PROBLEM STATEMENT: Each line from the one containing "Query: green radish leaf" to the end of the records should be copied exactly, and no other line.

SUPPLIED RECORDS:

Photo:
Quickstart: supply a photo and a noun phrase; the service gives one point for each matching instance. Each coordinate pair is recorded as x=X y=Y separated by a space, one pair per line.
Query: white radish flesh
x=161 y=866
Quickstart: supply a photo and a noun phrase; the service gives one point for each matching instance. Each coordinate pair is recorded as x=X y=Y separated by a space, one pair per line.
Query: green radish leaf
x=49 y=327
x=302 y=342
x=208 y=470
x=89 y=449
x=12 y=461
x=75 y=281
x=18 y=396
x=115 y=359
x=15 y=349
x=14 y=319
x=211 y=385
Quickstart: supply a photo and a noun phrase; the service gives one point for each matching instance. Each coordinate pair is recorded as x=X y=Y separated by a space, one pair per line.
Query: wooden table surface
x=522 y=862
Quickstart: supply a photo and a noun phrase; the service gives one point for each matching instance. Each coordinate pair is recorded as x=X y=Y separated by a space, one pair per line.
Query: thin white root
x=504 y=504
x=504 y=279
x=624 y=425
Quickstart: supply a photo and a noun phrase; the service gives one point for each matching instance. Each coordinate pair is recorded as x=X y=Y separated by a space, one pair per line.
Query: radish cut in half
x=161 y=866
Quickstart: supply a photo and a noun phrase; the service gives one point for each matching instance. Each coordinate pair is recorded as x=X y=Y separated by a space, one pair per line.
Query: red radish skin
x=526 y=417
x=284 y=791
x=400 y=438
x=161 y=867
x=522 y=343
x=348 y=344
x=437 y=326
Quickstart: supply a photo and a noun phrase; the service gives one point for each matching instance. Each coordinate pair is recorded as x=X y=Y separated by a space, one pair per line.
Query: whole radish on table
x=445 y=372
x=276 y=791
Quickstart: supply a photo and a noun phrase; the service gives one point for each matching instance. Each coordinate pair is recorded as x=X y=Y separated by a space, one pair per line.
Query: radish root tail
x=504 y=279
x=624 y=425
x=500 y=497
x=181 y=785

TASK ANSWER:
Query: green radish leaf
x=49 y=327
x=302 y=342
x=208 y=470
x=89 y=449
x=12 y=461
x=75 y=281
x=18 y=396
x=115 y=359
x=15 y=349
x=14 y=319
x=211 y=385
Quickstart: supply a photo and a noun phrase; the service gives one point for each matching instance. Each coordinate pair is recorded as x=X y=Y separated by a space, one pair per line.
Query: wooden table surface
x=522 y=862
Quickstart: supply a photo and a noun phrase; the service gives one point for each matching instance. Each coordinate pair is recorded as x=X y=Y separated by a space, one pair per line.
Query: thin white root
x=504 y=504
x=504 y=279
x=624 y=425
Quickstart: supply a photo and a noun phrase; the service gives one point for each matching instance. Each coordinate pair is recorded as x=X y=Y separated by a space, one pair per line.
Query: radish cut in half
x=161 y=866
Quickstart: supply a photo and a noun phrase; the service gives one point for each matching instance. Each coordinate pair is recorded as x=X y=Y separated by a space, one pair per line.
Query: red radish skin
x=526 y=417
x=284 y=791
x=400 y=438
x=161 y=867
x=522 y=343
x=348 y=344
x=437 y=326
Quickstart: supply a photo and a noun phrase; the service gives one point for each matching instance. Each coordinate pair is recorded as x=X y=Y separated by a space, one pair per line.
Query: whole radish on table
x=445 y=372
x=276 y=791
Quickstart: supply a photo and a noun phrase; the service gives one point for each matching instance. Each coordinate pair is recorded as x=X y=Y separated by a space, one pair per line.
Query: radish root tail
x=504 y=279
x=624 y=425
x=500 y=497
x=181 y=785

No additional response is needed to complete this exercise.